#### Task description
Print the complete set of entries exactly.

•••

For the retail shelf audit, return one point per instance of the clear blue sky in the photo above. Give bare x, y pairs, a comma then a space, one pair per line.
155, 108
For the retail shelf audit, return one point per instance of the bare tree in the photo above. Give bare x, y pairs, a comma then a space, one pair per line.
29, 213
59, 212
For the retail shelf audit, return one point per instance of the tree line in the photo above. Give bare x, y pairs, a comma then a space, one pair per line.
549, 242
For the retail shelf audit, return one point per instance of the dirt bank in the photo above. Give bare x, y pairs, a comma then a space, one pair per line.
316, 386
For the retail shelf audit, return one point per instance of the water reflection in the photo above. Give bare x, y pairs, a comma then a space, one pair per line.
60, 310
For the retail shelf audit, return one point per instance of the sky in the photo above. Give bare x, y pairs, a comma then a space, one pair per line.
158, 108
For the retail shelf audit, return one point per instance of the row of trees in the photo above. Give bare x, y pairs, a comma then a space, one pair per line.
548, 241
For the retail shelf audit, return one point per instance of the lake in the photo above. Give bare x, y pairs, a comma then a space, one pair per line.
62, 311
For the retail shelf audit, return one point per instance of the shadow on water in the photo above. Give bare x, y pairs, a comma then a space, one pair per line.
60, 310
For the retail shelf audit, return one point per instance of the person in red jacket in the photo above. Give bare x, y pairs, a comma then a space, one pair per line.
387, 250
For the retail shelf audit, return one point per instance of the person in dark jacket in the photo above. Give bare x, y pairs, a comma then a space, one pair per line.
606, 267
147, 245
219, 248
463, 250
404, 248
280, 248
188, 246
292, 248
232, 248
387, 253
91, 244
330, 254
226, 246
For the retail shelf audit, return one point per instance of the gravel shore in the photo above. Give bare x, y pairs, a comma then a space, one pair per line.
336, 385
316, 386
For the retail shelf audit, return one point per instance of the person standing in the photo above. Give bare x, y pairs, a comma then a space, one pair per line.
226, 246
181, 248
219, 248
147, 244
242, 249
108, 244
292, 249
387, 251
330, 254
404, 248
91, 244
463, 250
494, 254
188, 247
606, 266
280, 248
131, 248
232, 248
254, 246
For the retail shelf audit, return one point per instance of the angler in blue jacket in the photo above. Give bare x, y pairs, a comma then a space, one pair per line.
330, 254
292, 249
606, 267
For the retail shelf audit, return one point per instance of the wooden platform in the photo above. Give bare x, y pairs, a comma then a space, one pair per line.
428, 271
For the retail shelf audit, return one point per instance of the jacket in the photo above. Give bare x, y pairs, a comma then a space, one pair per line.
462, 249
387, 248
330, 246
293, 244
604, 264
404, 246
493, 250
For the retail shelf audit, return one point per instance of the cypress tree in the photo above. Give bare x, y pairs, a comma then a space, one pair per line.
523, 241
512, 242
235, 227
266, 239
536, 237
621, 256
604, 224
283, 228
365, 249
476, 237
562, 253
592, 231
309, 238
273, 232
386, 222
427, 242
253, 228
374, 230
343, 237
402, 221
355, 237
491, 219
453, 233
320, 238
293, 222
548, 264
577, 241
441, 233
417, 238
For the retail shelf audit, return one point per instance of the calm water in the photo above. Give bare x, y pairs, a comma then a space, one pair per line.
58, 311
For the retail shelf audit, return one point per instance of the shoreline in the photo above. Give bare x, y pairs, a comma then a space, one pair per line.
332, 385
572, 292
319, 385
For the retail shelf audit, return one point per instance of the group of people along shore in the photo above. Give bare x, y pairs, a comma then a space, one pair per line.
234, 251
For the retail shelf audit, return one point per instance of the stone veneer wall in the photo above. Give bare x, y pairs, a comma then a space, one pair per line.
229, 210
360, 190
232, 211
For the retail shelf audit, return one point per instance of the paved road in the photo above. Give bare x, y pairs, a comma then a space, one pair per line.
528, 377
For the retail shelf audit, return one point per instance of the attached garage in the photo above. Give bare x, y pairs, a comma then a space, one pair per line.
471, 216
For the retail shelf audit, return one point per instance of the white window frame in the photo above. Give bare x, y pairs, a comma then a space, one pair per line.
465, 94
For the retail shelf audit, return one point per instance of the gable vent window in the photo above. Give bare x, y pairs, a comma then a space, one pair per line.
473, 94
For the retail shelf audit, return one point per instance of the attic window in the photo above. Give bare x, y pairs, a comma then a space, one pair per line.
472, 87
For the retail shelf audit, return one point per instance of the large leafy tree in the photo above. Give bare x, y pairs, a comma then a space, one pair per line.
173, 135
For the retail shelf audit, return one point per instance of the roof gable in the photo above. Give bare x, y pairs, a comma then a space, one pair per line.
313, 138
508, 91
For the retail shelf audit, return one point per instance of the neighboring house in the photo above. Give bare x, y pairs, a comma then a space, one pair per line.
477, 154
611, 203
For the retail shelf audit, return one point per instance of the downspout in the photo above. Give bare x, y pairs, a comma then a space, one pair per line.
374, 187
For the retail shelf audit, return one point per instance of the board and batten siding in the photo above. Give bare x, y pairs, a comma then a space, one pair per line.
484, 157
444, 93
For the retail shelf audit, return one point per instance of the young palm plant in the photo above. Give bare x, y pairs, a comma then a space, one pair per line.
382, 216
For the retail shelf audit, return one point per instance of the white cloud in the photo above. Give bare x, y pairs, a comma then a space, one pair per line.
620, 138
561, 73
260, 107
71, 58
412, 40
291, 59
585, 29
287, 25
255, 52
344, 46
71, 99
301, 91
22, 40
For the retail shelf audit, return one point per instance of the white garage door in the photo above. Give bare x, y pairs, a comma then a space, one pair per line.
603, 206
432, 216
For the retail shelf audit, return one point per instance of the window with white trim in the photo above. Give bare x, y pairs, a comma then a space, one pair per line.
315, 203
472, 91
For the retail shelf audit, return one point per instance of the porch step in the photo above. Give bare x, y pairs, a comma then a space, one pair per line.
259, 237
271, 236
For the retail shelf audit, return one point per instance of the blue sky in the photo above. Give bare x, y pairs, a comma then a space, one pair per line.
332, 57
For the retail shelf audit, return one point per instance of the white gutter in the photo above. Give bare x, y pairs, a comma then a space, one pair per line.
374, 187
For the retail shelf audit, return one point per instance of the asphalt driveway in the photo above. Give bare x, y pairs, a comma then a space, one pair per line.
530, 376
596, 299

•••

#### Answer for the task
For the retail shelf audit, return one point per instance of the clear blue sky in the photo above. Give bare x, y pairs, a comma then a space, one pair per line.
155, 108
For the retail shelf audit, return one point per instance of the bare tree in the photo above. Give bare x, y pairs, a comma then a space, one pair per line.
29, 213
59, 212
For the retail shelf audit, return one point per instance of the tree line in the photo above. Give bare x, y pairs, a comma then a space, one pair per line.
549, 242
For the retail shelf audit, return one point per instance of the dirt bank in the photo above. Give bare x, y pairs, a comma then a space, one pair per line.
316, 386
For the retail shelf audit, return one point per instance of the water reflection in the photo above. Give bare x, y pairs, a comma then a space, one pair per line.
60, 310
For the retail shelf audit, return one point per instance of the sky in the photo above. Give bare x, y pairs, a comma then a space, one pair per line.
158, 108
For the retail shelf audit, return one point per instance of the row of trees in the photo above. Give bare x, y pairs, a comma then a space, one pair per line.
548, 241
For the retail shelf audit, return one point per instance of the lake in the photo above. Give bare x, y pairs, a comma then a space, one pair per line.
62, 311
For the retail shelf audit, return one point per instance of the shadow on water in the photo above. Give bare x, y pairs, a comma then a space, one pair per line.
60, 310
For the retail shelf audit, return one point per instance of the person in red jacket in the photo above. Give bare x, y pairs, a comma then a space, one pair per line.
387, 250
For the retail shelf audit, return one point per instance of the person in dark jacket in the photo above. Give bare x, y pairs, a comma then a space, one pair per line.
606, 267
147, 245
219, 248
463, 250
404, 248
280, 248
188, 246
292, 248
232, 248
387, 253
91, 244
330, 254
226, 246
For the retail shelf audit, return one point per instance of the gravel shore in the photo above. Give bare x, y pairs, a comma then a space, one pair per line.
336, 385
316, 386
For the retail shelf audit, return one point per instance of the person standing in the photo above. Give bare x, y pairs, a comma then a space, one pair per line.
226, 246
181, 248
219, 248
147, 244
242, 249
108, 244
292, 249
387, 251
330, 254
404, 248
91, 244
463, 250
494, 254
188, 247
606, 266
280, 248
131, 248
232, 248
254, 246
For the retail shelf audit, return one point per instance of the angler in blue jacket in the photo above. Give bare x, y pairs, a comma then a space, one pair per line.
330, 254
292, 249
606, 267
For the retail shelf audit, return one point per instance of the wooden platform in the photo above. Give bare x, y pairs, a comma then a space, one pair per line.
428, 271
For the retail shelf audit, return one point per instance of the jacket in the photo above. Give bare x, y pairs, a comma then a space, one pair per line.
462, 249
387, 248
330, 246
293, 244
604, 264
404, 246
493, 250
For the retail shelf audit, return one point per instance of the cypress tree in the photo above. Give bare x, y pairs, a comma then a space, one pair per line.
523, 241
512, 242
235, 227
266, 239
536, 237
621, 256
604, 224
283, 228
365, 249
476, 237
562, 253
592, 231
309, 238
273, 232
386, 222
427, 242
253, 228
374, 230
343, 237
402, 221
355, 237
491, 219
453, 233
320, 238
293, 222
548, 264
577, 241
441, 233
417, 238
For the retail shelf audit, return one point per instance of the calm water in the photo above. Give bare x, y pairs, a comma then a space, one pair per line.
58, 311
For the retail shelf audit, return one point per instance of the shoreline in the photo above. Give bare x, y pairs, a comma then a space, one pair per line.
332, 385
572, 292
319, 385
For the retail shelf audit, return one point per instance of the group of people along shore in the photo above. Give bare x, y pairs, a comma then a space, one pair per line.
234, 251
For the retail shelf audit, return one point per instance of the stone veneer wall in the photo above. Give bare x, y pairs, a comma then a space, one pair per line.
229, 210
360, 190
232, 211
For the retail shelf audit, return one point per instance of the paved road in the photo above. Give bare x, y pairs, a comma then a space, one pair per line.
528, 377
For the retail shelf audit, return one point per instance of the attached garage in the photo above. Give bare x, y pairs, a comma then a space, one pair per line.
471, 216
For the retail shelf audit, return one point per instance of the white window frame in the photo above. Give bare x, y pairs, a comma then a space, one pair per line.
465, 94
For the retail shelf audit, return one point per instance of the gable vent window in the photo above. Give bare x, y pairs, a comma then a space, one pair per line.
473, 94
For the retail shelf audit, return one point per instance of the attic window in the photo above. Give bare x, y pairs, a comma then a space, one pair per line.
472, 87
For the retail shelf audit, return one point per instance of the large leafy tree in the photo above. Give bare x, y pairs, a comma then a space, one pair per line.
173, 135
For the retail shelf audit, return one point per instance of the roof gable in the photo above. Give bare x, y pairs, a comma then a space, one pair per line.
313, 138
508, 91
For the retail shelf audit, return one point per instance of the neighboring house in the photo above. Give bare x, y pairs, a comma then a space, one pair per line.
477, 154
611, 203
For the retail shelf audit, return one point per instance of the downspout in the photo above. Give bare x, y pairs, a comma then a space, one pair per line.
374, 187
For the retail shelf audit, return one point per instance of the board and batten siding in the photo above. Give bare x, y pairs, a comma then a space, one pair per line.
484, 157
444, 93
For the retail shelf audit, return one point per instance of the young palm plant in the photo above. Give bare x, y pairs, a comma then a space, one pair per line.
382, 216
For the retail shelf audit, return one point per instance of the white cloud in the photo above. Give bare x, y pairs, a comma then a space, one pair per line.
620, 138
561, 73
260, 107
71, 58
412, 40
291, 59
585, 29
287, 25
255, 52
344, 46
71, 99
301, 91
22, 40
For the retail shelf audit, return one point per instance of the white garage door in the photo above. Give bare x, y pairs, a comma then a space, one pair per line.
603, 206
432, 216
For the retail shelf audit, return one point per instance of the window with white trim in the photo above. Give bare x, y pairs, a comma then a space, one pair per line.
315, 203
472, 91
For the retail shelf audit, return one point per instance of the porch step in the photo above. Give bare x, y pairs, a comma then a space, one pair per line.
259, 237
271, 236
For the retail shelf audit, return one point per instance of the blue sky in the photo above. Give bare x, y pairs, a comma then a space, one pair per line.
332, 57
For the retail shelf audit, return one point per instance of the white gutter in the photo above. Give bare x, y pairs, a comma then a space, one pair per line.
374, 187
For the retail shelf audit, return one point per instance of the asphalt driveway in the photo above. Give bare x, y pairs, a comma then a space, one pair per line.
530, 376
596, 299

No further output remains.